[Текст для чтения]
------

Да, конечно, словарь Остолопова не обращен вперед: здесь нет статей «Гений», «Вкус», но есть большая статья «Подражание», где подчеркнута исключительная польза литературной учебы, перераста­ющей в соперничество (примеры: Вергилий — Гомер, Державин — Гораций); «предосудительны одни только подражания, так сказать, механические...» (2, с. 393). Вскользь упомянут роман, характеристика же «епопеи» занимает почти 70 страниц. Тон изложения уверенный, менторский: «...Первые правила повествования суть ясность и правдо­подобие» (2, с. 377); «В творениях важных не должно описывать наружного вида пространно...» (2, с. 308); различаются «простый», «средний», «высокий» слоги (стили), к «погрешностям» отнесен слог «темный, принужденный, надутый, низкий, холодный, однообразный» (3, с. 199). (В 1844 г. Белинский в рецензии на 9-е издание «Общей реторики» Н. Кошанского заметил: автор «забыл, что слогов не три, а столько, сколько было и есть на свете даровитых писателей»2.)

Однако нормативность теории классицизма имела для словаря как для жанра последствия скорее позитивные: обозревалась многократно испытанная терминосистема. Это не был просто перечень. Принцип системности, проявляющийся в межстатейных связях, разъяснялся Остолоповым в «Методической таблице» (помещенной в конце 3-й части). Здесь термины, а также важнейшие «правила», сгруппированы по тематически-проблемному принципу. Получилось 11 групп: «О словесности вообще», «Стихосложение», «Поэзия», «Поэзия Эпиче­ская», «Поэзия Лирическая», «Поэзия Драматическая», «Поэзия Ди­дактическая», «Поэзия Романтическая» (т. е. рыцарские поэмы и пр.), «Поэзия Буколическая, Пасторальная или Пастушеская», «Поэзия Описательная», «Статьи дополнительные, принадлежащие различным родам Поэзии». Азбучный порядок терминов получал, таким образом, «противовес» в рубрикаторе, выделявшем подсистемы понятий.

В 1831 г. Московская университетская типография печатает «Опыт литературного словаря» Д.М. Автор, не знакомый с остолоповским трехтомником, также следовал риторической традиции — в ее москов­ском варианте (в 1822 г. вышло «Краткое начертание теории изящной словесности» А.Ф. Мерзлякова—главного авторитета для Д.М.). В «Предисловии» автор просил смотреть на его труд «не как на книгу дидактическую, но как на занятие юноши», и признавался, что «не смел быть слишком новым» (с. 5, 7). Тем знаменательнее включение в словарь статей «Эстетика» (это «наука вкуса» — с. 203) и «Роман». Последний определяется как «историческое, или большею частию вымышленное повествование, содержащее какое-нибудь романиче­ское или любовное происшествие, замечательное завязкою или раз­вязкою. Слог романа должен быть легок, натурален, живописен» (с. 137); один из лучших образцов жанра — «Юрий Милославский» Заго­скина. Поистине «и старым бредит новизна»: роман как бы вводится в старую жанровую классификацию.

------

[Задание] Объясните, пожалуйста, в одном–трёх предложениях, почему, согласно отрывку о литературных словарях, включение статей «Эстетика» и «Роман» в словарь Д.М. особенно знаменательно. Этот материал к делу не относится.

[Материал]
------

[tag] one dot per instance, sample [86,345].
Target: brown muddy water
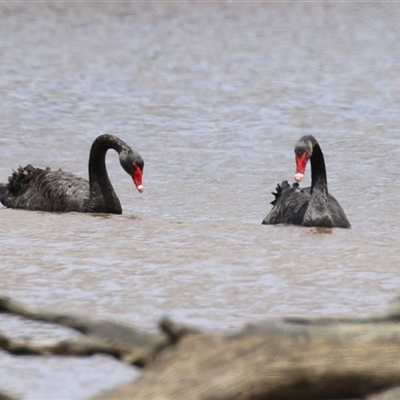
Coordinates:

------

[Ответ] Автор в «Предисловии» просил смотреть на его труд «не как на книгу дидактическую, но как на занятие юноши» и признавался, что «не смел быть слишком новым». На этом фоне появление в его словаре статей «Эстетика» и «Роман» тем знаменательнее.